▸ **Task to carry out**
In the takahē book review below, what year was the Burwood Takahē Centre established?

A beautiful photograph of a handsome takahē, adorned with purple-blue feathers, and with a startlingly large red bill, fills the cover of Takahē: Bird of Dreams.
For 50 years, from 1898-1948, there had been no official sighting, so the takahē, one of our precious native birds, was declared to be extinct.
When Dr Geoffrey Orbell rediscovered a small population of takahē in a remote valley in the Murchison Mountains in 1948 he was elated. His dream of finding them had come true! Shortly after this, the Takahē Recovery Programme started.
2023 is a special anniversary year. It marks 75 years of the Takahē Recovery Programme. These 75 years have been a rollercoaster ride of loss, rediscovery, hope, disappointment, perseverance and hard-won successes. But the struggle over decades to increase takahē numbers has paid off. The number of takahē will reach a milestone of 500 this year!
To mark this anniversary, Alison Ballance, well known zoologist, writer and broadcaster, has written a brilliant new book. In Takahē: Bird of Dreams she charts the history of the Takahē Recovery Programme, investigates the species’ place in the bird world and reminds us how close the takahē came to extinction.
To do justice to the Takahē Recovery Programme, the longest-running species conservation programme in New Zealand, and perhaps even in the world, and to this unique bird, deserved a big book. Takahē: Bird of Dreams is over 300 pages long and is richly illustrated with beautiful photographs of takahē in a variety of locations, and of the team action.
She starts her book, in a highly creative way, with a piece of avian historical fiction in which she lets Takahē tell their story from a birds’ eye point of view eye. Hāpara and her mates and offspring live their lives in the Murchison Mountains from the early 1970’s to the mid 1980’s. Their struggle to survive and breed will touch readers’ hearts.
Then, in four parts, she charts the history of the Takahē Recovery Programme. From the moment of rediscovery, there were different opinions about what approach to take: a hands-off approach, leaving the birds to live and breed in the remote Murchison mountains, or more intensive management such as captive breeding or translocation to an island.
By the end of 1952 there had been 10 expeditions into the Murchison Mountains. It was realised that takahē were struggling to survive due to bitterly cold sub-zero winter temperatures, predation by stoats, and grazing red deer who threatened their food supply.
In 1985 The Burwood Takahē Centre was established, an incubation and hand rearing facility famous for initially using puppets and models to rear takahē chicks (these days eggs are left on the nest, rather than in artificial in incubators and takahē parents rear the chicks themselves).
When Burwood became very good at breeding takahē in captivity, some of the surplus birds began to be moved to predator free offshore islands and to Zealandia from the 1980’s on.
Alison Ballance likens the Recovery Programme at the present time to a 3-legged stool.
The Fiordland population is the wild heart, but equally important are the captive breeding programme at the Burwood Takahē centre, and the insurance populations on islands and in sanctuaries across the country.
At Tiritiri Matangi it is always a wow! moment when a takahē family makes an appearance. Takahē are breeding successfully there. But they also perform an advocacy role. One of the best ambassadors the takahē ever had was the gregarious Greg. He loved to mingle with visitors. Greg has passed now but many visitors remember him very fondly and would enjoy reading the chapter devoted to him.
Alison Ballance’s book will be a great resource for guides to share the takahē story with the public.
Takahē: Bird of Dreams also needs to be in every secondary school library as a resource for science students. As well as the history of the Takahē Recovery Programme they will find excellent information about the biology and lifestyle of the takahē and on the steps being taken to minimize inbreeding of these captive birds in order to maximise their genetic diversity. And anyone with an interest in ornithology would find this dramatic story of rediscovery and recovery a great read!

▸ **Data shown**
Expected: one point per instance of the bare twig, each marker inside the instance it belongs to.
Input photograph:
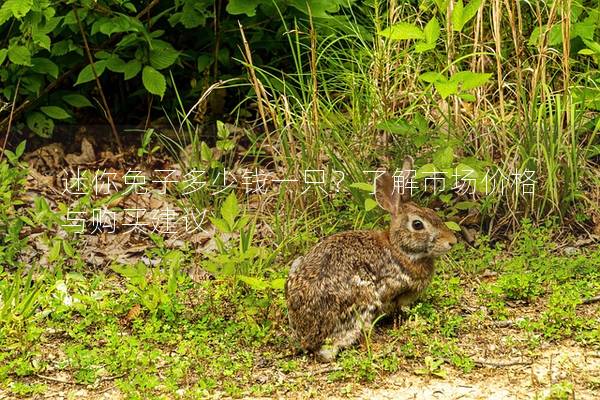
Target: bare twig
(10, 119)
(102, 97)
(591, 300)
(501, 364)
(59, 380)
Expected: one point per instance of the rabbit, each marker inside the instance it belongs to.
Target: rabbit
(349, 279)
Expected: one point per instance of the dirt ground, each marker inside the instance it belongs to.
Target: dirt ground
(501, 379)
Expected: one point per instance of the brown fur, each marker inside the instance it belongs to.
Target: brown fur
(350, 278)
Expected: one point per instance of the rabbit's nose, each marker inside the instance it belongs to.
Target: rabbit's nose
(452, 240)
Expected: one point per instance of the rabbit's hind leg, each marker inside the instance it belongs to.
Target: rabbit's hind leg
(346, 335)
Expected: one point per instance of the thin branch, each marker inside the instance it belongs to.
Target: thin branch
(501, 364)
(102, 97)
(10, 119)
(591, 300)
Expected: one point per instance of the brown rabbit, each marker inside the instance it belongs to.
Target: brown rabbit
(349, 279)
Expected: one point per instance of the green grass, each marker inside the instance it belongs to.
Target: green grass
(154, 332)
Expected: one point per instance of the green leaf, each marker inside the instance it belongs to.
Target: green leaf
(162, 54)
(470, 10)
(254, 283)
(230, 209)
(443, 158)
(422, 47)
(203, 62)
(370, 204)
(593, 46)
(316, 8)
(466, 205)
(3, 53)
(237, 7)
(425, 171)
(19, 55)
(40, 124)
(114, 63)
(154, 81)
(432, 31)
(42, 40)
(44, 66)
(132, 68)
(403, 31)
(457, 16)
(87, 73)
(77, 100)
(453, 226)
(19, 8)
(55, 112)
(278, 284)
(470, 80)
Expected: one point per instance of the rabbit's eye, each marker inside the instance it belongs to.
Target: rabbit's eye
(417, 225)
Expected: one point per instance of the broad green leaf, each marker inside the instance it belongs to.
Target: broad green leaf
(3, 53)
(422, 47)
(230, 209)
(77, 100)
(254, 283)
(154, 81)
(317, 8)
(278, 283)
(87, 73)
(40, 124)
(453, 226)
(466, 205)
(191, 17)
(446, 88)
(466, 171)
(403, 31)
(131, 69)
(593, 46)
(470, 80)
(237, 7)
(370, 204)
(203, 62)
(432, 31)
(44, 66)
(425, 171)
(162, 54)
(114, 63)
(19, 55)
(42, 40)
(19, 8)
(457, 16)
(443, 158)
(55, 112)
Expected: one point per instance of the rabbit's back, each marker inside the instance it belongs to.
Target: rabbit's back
(336, 281)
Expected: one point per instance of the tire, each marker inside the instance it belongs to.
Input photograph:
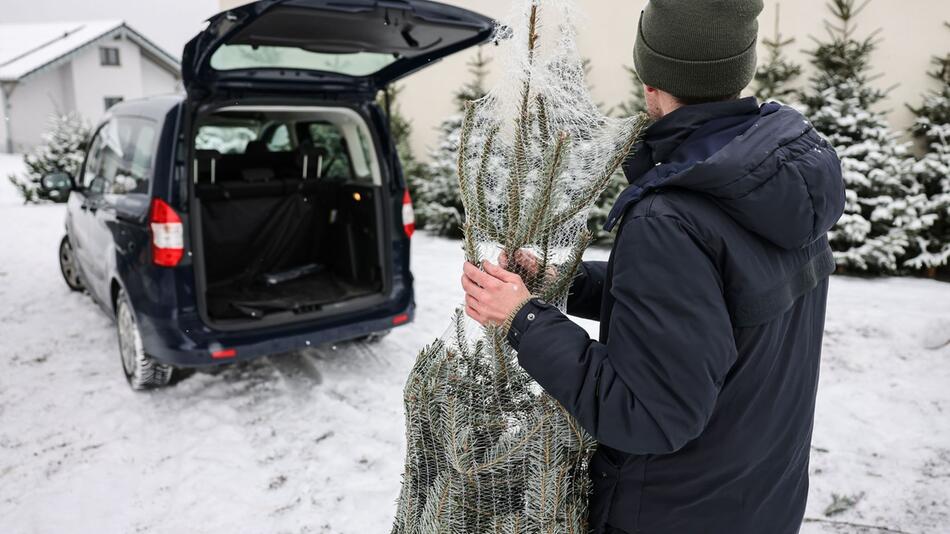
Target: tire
(68, 266)
(141, 370)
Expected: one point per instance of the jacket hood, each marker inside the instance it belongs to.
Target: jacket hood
(765, 166)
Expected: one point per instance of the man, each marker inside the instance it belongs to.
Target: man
(701, 389)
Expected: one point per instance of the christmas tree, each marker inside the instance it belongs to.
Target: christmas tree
(437, 200)
(884, 200)
(62, 151)
(487, 449)
(633, 106)
(401, 130)
(932, 127)
(772, 78)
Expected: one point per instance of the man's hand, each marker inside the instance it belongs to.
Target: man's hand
(529, 262)
(492, 296)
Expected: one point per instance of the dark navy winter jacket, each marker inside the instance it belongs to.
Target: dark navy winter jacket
(701, 389)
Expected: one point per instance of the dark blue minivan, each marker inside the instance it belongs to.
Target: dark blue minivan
(265, 210)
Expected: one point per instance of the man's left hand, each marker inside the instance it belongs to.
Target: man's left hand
(492, 295)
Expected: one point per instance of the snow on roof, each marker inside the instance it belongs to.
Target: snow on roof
(28, 48)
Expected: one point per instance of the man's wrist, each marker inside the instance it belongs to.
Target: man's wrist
(522, 319)
(506, 326)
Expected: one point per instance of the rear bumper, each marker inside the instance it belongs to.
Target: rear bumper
(184, 343)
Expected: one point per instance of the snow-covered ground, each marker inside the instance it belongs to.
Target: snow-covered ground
(313, 442)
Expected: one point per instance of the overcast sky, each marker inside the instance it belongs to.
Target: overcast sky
(168, 23)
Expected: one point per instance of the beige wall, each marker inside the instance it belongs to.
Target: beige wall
(912, 31)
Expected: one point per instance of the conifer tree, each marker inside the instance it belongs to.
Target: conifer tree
(634, 105)
(884, 200)
(62, 151)
(487, 450)
(437, 201)
(932, 128)
(773, 77)
(401, 130)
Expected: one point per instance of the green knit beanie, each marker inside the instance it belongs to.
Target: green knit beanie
(697, 48)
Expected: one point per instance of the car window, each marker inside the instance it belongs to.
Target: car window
(280, 140)
(336, 164)
(226, 139)
(140, 151)
(105, 159)
(120, 158)
(91, 166)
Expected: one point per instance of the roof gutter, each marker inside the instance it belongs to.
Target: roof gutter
(7, 89)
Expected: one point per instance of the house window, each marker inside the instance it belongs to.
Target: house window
(112, 100)
(109, 56)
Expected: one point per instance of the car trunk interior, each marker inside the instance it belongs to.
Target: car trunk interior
(290, 213)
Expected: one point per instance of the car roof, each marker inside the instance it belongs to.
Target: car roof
(153, 107)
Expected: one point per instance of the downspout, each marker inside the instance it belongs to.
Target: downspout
(7, 89)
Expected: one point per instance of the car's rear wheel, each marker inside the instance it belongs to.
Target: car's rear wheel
(68, 266)
(141, 370)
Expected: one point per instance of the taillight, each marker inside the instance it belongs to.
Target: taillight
(168, 235)
(408, 215)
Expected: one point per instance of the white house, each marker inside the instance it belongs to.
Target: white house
(86, 67)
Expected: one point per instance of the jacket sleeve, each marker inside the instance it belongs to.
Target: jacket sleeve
(652, 388)
(587, 290)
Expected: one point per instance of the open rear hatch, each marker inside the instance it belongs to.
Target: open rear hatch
(344, 43)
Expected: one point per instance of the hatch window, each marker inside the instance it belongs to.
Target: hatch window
(240, 57)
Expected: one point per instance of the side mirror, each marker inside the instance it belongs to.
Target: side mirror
(57, 185)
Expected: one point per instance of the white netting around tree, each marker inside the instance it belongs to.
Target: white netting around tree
(487, 449)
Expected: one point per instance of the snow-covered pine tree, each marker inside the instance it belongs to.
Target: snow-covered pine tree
(62, 150)
(634, 105)
(932, 127)
(884, 199)
(401, 129)
(772, 78)
(487, 449)
(437, 201)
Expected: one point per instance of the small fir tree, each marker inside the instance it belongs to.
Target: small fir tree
(437, 200)
(773, 77)
(932, 128)
(62, 151)
(487, 449)
(633, 106)
(401, 130)
(884, 200)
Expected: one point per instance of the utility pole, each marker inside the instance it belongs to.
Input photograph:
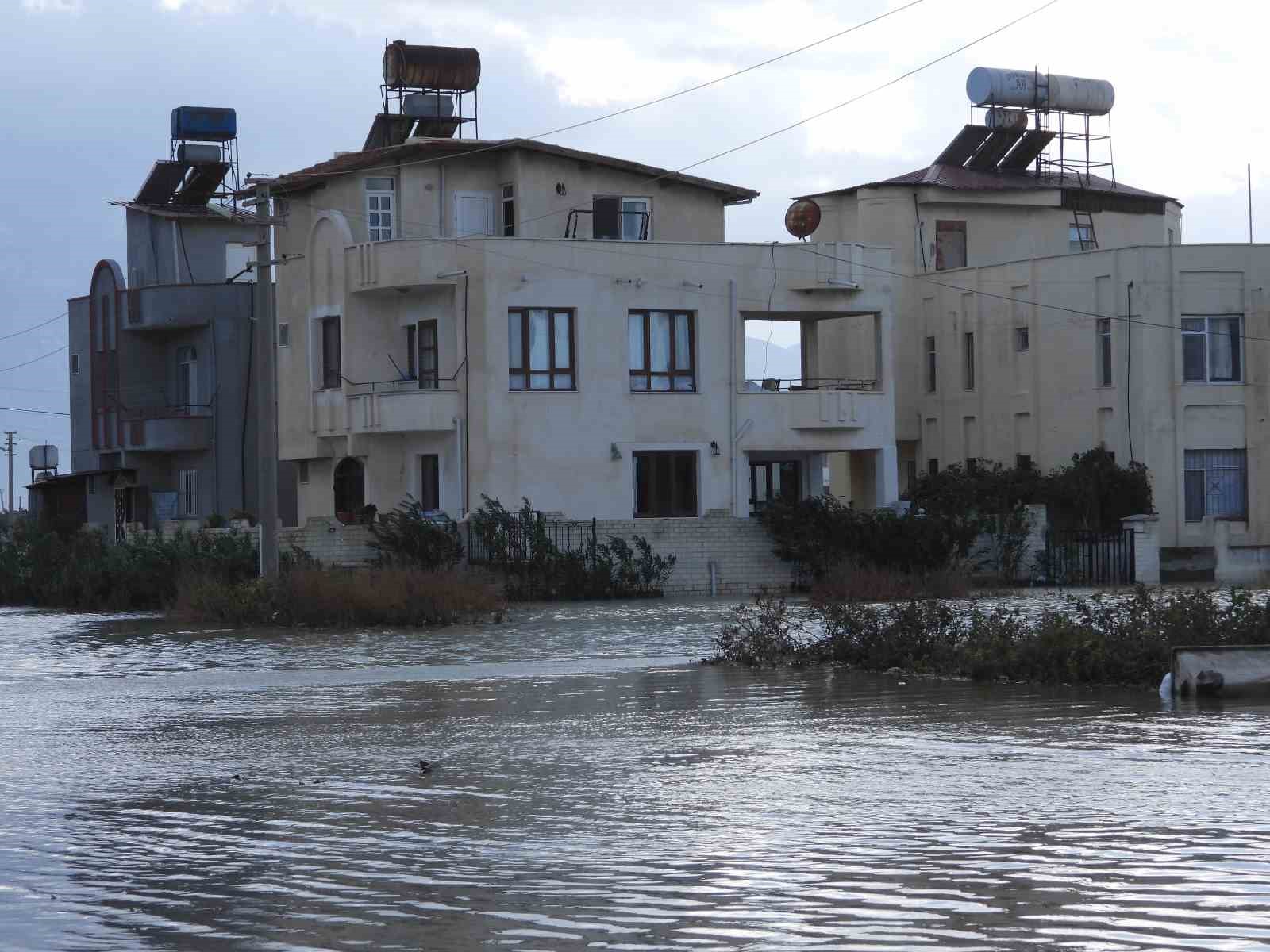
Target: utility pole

▸ **Task answer**
1985